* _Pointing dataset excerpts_
__________________________________________________

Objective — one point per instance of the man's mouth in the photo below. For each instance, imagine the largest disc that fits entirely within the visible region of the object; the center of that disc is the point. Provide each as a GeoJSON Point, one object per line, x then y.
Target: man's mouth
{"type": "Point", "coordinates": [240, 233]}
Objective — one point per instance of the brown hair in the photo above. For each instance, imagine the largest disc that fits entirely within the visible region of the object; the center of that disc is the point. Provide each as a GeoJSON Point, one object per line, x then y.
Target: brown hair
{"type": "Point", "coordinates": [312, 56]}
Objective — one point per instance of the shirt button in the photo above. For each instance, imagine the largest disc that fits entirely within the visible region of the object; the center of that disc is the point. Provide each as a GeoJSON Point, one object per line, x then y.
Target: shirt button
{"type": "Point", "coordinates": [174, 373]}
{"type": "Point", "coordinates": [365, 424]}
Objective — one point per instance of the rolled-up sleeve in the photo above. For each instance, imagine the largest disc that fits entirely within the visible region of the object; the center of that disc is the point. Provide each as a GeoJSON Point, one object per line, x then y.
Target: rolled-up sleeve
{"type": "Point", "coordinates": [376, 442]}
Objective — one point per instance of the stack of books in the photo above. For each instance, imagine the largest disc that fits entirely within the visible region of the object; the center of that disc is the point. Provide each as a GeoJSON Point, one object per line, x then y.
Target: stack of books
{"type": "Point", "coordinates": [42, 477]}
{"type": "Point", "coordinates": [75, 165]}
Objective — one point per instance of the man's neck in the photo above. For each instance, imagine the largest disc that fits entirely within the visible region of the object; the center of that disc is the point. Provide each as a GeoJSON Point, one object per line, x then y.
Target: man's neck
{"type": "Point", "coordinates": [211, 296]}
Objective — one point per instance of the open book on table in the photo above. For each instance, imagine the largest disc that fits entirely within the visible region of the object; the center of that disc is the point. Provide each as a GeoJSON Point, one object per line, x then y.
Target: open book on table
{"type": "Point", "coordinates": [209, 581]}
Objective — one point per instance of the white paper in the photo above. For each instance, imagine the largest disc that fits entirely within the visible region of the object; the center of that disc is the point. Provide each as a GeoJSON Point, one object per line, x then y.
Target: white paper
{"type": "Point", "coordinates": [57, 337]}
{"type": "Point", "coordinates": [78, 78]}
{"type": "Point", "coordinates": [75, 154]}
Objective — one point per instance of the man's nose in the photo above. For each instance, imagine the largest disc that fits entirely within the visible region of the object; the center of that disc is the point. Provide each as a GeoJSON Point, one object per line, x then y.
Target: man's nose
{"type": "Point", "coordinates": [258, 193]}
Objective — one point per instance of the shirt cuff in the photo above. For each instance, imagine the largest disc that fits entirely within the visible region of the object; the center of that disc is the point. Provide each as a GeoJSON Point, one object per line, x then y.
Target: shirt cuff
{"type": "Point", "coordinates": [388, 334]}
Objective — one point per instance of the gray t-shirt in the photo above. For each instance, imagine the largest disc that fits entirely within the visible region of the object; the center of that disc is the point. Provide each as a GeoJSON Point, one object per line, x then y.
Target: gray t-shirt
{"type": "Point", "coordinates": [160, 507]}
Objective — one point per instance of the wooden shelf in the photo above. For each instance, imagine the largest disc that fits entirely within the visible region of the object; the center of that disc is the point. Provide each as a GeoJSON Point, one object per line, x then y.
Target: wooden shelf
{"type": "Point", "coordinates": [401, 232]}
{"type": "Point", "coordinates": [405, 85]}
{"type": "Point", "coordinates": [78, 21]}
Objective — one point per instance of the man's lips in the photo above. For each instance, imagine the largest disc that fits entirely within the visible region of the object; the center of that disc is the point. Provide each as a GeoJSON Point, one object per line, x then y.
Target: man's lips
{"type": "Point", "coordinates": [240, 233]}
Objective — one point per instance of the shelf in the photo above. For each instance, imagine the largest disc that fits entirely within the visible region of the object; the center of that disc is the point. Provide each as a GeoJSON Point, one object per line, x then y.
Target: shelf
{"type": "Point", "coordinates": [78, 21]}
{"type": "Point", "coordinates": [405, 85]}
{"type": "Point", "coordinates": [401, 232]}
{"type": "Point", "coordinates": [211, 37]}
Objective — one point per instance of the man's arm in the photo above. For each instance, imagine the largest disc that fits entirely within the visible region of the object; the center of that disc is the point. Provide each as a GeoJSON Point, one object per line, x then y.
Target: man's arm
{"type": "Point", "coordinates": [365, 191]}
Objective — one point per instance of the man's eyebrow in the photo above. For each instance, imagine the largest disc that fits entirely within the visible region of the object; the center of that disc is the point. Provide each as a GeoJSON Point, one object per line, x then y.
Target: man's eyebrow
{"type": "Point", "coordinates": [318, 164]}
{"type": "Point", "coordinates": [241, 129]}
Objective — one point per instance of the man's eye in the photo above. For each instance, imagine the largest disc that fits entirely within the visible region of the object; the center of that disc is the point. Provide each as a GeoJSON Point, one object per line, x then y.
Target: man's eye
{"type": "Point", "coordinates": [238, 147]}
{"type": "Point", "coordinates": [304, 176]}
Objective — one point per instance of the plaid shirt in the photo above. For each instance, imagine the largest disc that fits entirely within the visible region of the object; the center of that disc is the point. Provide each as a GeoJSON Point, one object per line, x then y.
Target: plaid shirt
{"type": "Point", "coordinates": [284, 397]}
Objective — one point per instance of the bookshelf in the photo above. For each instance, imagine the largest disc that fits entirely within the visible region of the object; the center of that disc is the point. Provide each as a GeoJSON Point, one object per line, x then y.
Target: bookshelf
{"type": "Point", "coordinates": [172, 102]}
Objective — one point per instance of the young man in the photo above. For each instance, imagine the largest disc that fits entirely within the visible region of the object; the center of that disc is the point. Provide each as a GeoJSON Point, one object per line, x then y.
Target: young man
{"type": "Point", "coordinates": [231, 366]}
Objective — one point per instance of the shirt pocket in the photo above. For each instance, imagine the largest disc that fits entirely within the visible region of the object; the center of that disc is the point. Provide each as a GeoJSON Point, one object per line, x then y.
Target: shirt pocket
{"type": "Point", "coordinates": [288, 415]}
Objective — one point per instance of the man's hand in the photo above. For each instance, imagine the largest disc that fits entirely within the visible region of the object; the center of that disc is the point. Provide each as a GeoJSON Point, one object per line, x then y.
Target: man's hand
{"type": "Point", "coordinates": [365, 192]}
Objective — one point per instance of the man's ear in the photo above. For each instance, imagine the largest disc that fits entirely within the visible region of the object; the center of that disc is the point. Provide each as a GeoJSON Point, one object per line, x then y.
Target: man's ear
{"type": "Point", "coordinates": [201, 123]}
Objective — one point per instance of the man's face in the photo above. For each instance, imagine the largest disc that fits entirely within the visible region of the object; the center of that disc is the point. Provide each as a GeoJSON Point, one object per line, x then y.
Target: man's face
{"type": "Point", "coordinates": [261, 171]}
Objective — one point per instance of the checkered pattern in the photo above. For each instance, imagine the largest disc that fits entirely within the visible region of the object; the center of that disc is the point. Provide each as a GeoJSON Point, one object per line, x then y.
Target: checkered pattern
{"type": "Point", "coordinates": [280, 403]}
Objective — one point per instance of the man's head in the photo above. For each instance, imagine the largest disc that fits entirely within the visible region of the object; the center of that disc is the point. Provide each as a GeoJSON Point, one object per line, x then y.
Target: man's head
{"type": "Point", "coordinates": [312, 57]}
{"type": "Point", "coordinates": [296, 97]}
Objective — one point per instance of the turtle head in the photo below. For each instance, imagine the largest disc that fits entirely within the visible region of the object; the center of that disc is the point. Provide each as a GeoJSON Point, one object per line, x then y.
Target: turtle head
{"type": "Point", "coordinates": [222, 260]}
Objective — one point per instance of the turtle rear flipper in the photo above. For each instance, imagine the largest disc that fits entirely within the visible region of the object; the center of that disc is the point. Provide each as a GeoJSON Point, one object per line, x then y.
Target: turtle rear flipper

__________________________________________________

* _What the task requires_
All of the records must be retyped exactly as they are.

* _Result of the exercise_
Objective — one point per instance of the man's mouth in the photo below. For each instance, imagine the largest disc that fits entirely within the visible region of the object; the center of that disc is the point. Provide each as a GeoJSON Point, one object per line, x then y.
Target: man's mouth
{"type": "Point", "coordinates": [240, 233]}
Objective — one point per instance of the brown hair in the photo above. For each instance, imagine the largest disc that fits entirely within the visible region of the object; the center of that disc is the point. Provide each as a GeoJSON Point, one object per line, x then y.
Target: brown hair
{"type": "Point", "coordinates": [312, 56]}
Objective — one point per instance of the shirt button in the photo above. For each instance, imagine the largest disc that fits entirely within the visible region of the object; the center of that disc is the point. Provide each as a GeoJSON Point, one object per line, x then y.
Target: shirt button
{"type": "Point", "coordinates": [174, 373]}
{"type": "Point", "coordinates": [365, 424]}
Objective — one point per instance of the rolled-up sleeve in the photo above. For each instance, imagine the largest disc that fits entirely within the visible region of the object; the center of that disc is the point. Provide each as a GeoJSON Point, one object per line, x then y.
Target: rolled-up sleeve
{"type": "Point", "coordinates": [376, 442]}
Objective — one point per instance of the stack of books in the photo above. For each instance, imagine the largest disc that fits entirely within the visible region of the object; the center of that disc is the point. Provide each as a GeoJSON Point, one object per line, x then y.
Target: stack of books
{"type": "Point", "coordinates": [42, 477]}
{"type": "Point", "coordinates": [75, 165]}
Objective — one point per instance of the man's neck in the photo above. For each instance, imagine the largest disc that fits entirely within the visible region of the object; the center of that disc is the point. Provide each as a GeoJSON Point, one object per line, x then y.
Target: man's neck
{"type": "Point", "coordinates": [211, 296]}
Objective — one point per instance of the open book on table in the photo above. For each instance, imagine the largest disc that fits entirely within the visible region of the object; the center of that disc is the point. Provide each as a GeoJSON Point, one object per line, x then y.
Target: open book on table
{"type": "Point", "coordinates": [209, 581]}
Objective — one point per instance of the white paper in the photo above. For each instance, imagine the largest disc that fits entirely within the visible region of the object; the center of that disc is the point. Provide each as a GeoJSON Point, one object per line, x then y.
Target: white paper
{"type": "Point", "coordinates": [57, 337]}
{"type": "Point", "coordinates": [78, 78]}
{"type": "Point", "coordinates": [75, 154]}
Objective — one point per instance of the man's nose in the photo above. For each instance, imagine the largest disc that fits entirely within the visible region of the object; the center of that disc is the point. Provide each as a GeoJSON Point, one object per line, x then y.
Target: man's nose
{"type": "Point", "coordinates": [258, 193]}
Objective — one point per instance of the shirt cuff in the photo above. For each instance, imagine the largest disc that fits entirely within the visible region of the object; the center of that disc is the point. Provide each as a GeoJSON Point, one object per line, x then y.
Target: shirt cuff
{"type": "Point", "coordinates": [388, 334]}
Objective — one point per instance of the gray t-shirt in the photo above. For each instance, imagine the largest disc that fits entirely within the visible region of the object; the center of that disc is the point. Provide each as a GeoJSON Point, one object per line, x then y.
Target: gray t-shirt
{"type": "Point", "coordinates": [160, 507]}
Objective — one point per instance of the wooden shelf in the photo above. For each instance, imagine the largest disc that fits entirely within the visible region of the object; the center of that disc is the point. Provide each as a GeoJSON Point, one object per line, x then y.
Target: wooden shelf
{"type": "Point", "coordinates": [401, 232]}
{"type": "Point", "coordinates": [405, 85]}
{"type": "Point", "coordinates": [78, 21]}
Objective — one point per instance of the man's lips in the photo above. For each instance, imagine the largest disc that fits entirely within the visible region of the object; the center of that disc is the point. Provide each as a GeoJSON Point, one object per line, x then y.
Target: man's lips
{"type": "Point", "coordinates": [240, 233]}
Objective — one point per instance of the shelf in the photo above. For each instance, imagine the largest disc that fits entirely within the visible region of the object; the center of that disc is the point. Provide each as a GeoJSON Point, one object per line, x then y.
Target: shelf
{"type": "Point", "coordinates": [78, 21]}
{"type": "Point", "coordinates": [405, 85]}
{"type": "Point", "coordinates": [401, 232]}
{"type": "Point", "coordinates": [211, 37]}
Objective — one point per instance of the man's arm in the photo above. For each instance, imagine the largest disc that fits entirely within the visible region of the object; the center of that disc is the point. Provide each as a GeoJSON Point, one object per line, x then y.
Target: man's arm
{"type": "Point", "coordinates": [365, 191]}
Objective — one point per instance of the man's eyebrow in the photo above. For each instance, imagine the largest disc that fits entirely within the visible region of the object; the center of that disc is the point. Provide each as a GeoJSON Point, one object per line, x then y.
Target: man's eyebrow
{"type": "Point", "coordinates": [318, 164]}
{"type": "Point", "coordinates": [241, 129]}
Objective — one point per instance of the man's eye in the photo above. For each instance, imagine the largest disc that fits entirely within the visible region of the object; the center of that disc is the point. Provide each as a GeoJSON Point, one object per line, x then y.
Target: man's eye
{"type": "Point", "coordinates": [238, 147]}
{"type": "Point", "coordinates": [304, 176]}
Objective — one point per instance of the plaid shirt in the photo above. For each instance, imagine the largest disc that fits entirely within the visible region of the object; the center of that disc is the point. Provide each as a GeoJSON Point, one object per line, x then y.
Target: plaid shirt
{"type": "Point", "coordinates": [284, 397]}
Objective — one point per instance of the bookshelf in the photo above. For each instance, imagine the largest disc that fits entirely within the visible region of the object; the center of that disc is the point. Provide each as a GeoJSON Point, one object per line, x then y.
Target: bookshelf
{"type": "Point", "coordinates": [172, 102]}
Objective — one point per instance of the young man in the photo above. For each instance, imagine the largest disc that fits entirely within the visible region of the object; the center of that disc is the point. Provide each as a GeoJSON Point, one object per line, x then y.
Target: young man
{"type": "Point", "coordinates": [231, 366]}
Objective — one point per instance of the shirt pocket in the photo above. For each instance, imagine the largest disc that fits entirely within the visible region of the object; the center of that disc is the point. Provide each as a GeoJSON Point, one object per line, x then y.
Target: shirt pocket
{"type": "Point", "coordinates": [288, 415]}
Objective — one point per instance of the man's hand in the photo above. For each instance, imagine the largest disc that fits entirely within the visible region of the object; the center of that disc is the point. Provide each as a GeoJSON Point, one object per line, x then y.
Target: man's hand
{"type": "Point", "coordinates": [365, 192]}
Objective — one point per instance of the man's ear in the photo above. For each instance, imagine the largest disc that fits entirely within the visible region of the object; the center of that disc is the point. Provide each as a GeoJSON Point, one object per line, x then y.
Target: man's ear
{"type": "Point", "coordinates": [201, 123]}
Objective — one point per instance of the man's face in the photo above. For each instance, imagine the largest disc that fits entirely within the visible region of the object; the center of that disc is the point. Provide each as a GeoJSON Point, one object per line, x then y.
Target: man's face
{"type": "Point", "coordinates": [261, 171]}
Objective — one point per instance of the checkered pattern in the photo above. For each instance, imagine the largest disc that fits entirely within the visible region of the object; the center of that disc is the point. Provide each as a GeoJSON Point, one object per line, x then y.
Target: checkered pattern
{"type": "Point", "coordinates": [280, 403]}
Objective — one point per instance of the man's head in the photo above. For each instance, imagine the largest disc that fits entirely within the visible region of the object; the center of that disc is the point. Provide each as a GeoJSON Point, one object per line, x then y.
Target: man's head
{"type": "Point", "coordinates": [312, 57]}
{"type": "Point", "coordinates": [296, 97]}
Objective — one point per instance of the turtle head in the photo below. For each instance, imagine the largest disc that fits entirely within the visible region of the object; the center of that disc is the point. Provide each as a GeoJSON Point, one object per line, x then y.
Target: turtle head
{"type": "Point", "coordinates": [222, 260]}
Objective — one point per instance of the turtle rear flipper in the photo above. For each instance, imagine the largest disc that fits entirely within the visible region of the object; the center of that disc is the point. Provide each as a GeoJSON Point, one object per line, x then y.
Target: turtle rear flipper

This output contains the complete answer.